» EXERCISE DATA:
────────────────────

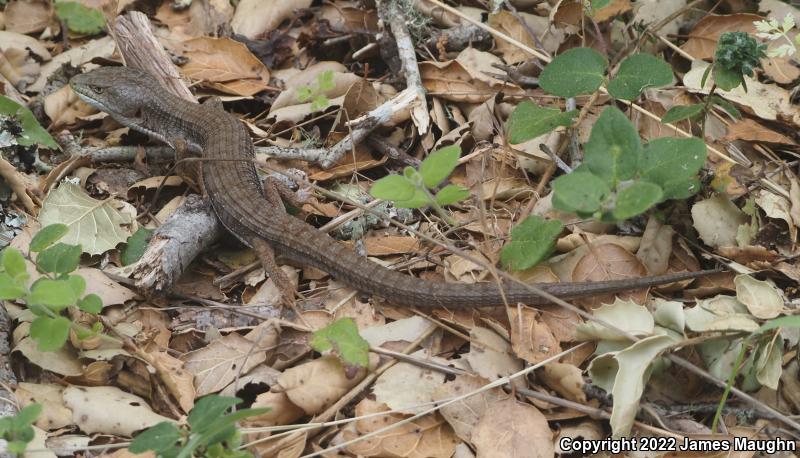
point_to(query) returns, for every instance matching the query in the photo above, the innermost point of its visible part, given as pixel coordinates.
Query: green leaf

────────────────────

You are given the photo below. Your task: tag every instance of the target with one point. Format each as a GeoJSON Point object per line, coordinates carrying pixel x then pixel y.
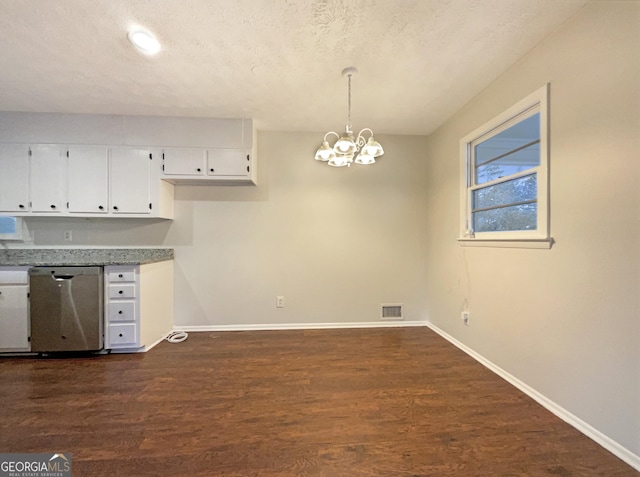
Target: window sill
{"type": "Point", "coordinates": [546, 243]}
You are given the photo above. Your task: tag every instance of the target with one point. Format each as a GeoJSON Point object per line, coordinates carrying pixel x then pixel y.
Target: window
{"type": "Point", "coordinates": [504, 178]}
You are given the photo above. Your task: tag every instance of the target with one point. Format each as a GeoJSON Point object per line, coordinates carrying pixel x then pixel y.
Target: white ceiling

────────────────────

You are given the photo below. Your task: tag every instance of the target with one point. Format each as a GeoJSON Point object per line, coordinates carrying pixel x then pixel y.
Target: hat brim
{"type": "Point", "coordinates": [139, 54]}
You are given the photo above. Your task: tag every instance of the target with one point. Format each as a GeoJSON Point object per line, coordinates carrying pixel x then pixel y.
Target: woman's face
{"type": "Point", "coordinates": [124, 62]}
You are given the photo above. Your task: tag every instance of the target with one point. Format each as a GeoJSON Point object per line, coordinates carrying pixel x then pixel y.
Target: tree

────────────────────

» YOUR GOAL:
In the listing above, find the line with "point_to(query) returns, for" and the line with "Query: green leaf". Output those two lines and every line between them, exactly as written.

» YOUR SOLUTION:
point_to(query) returns, for every instance matching the query in the photo above, the innermost point of its visible part, given as pixel coordinates.
Query: green leaf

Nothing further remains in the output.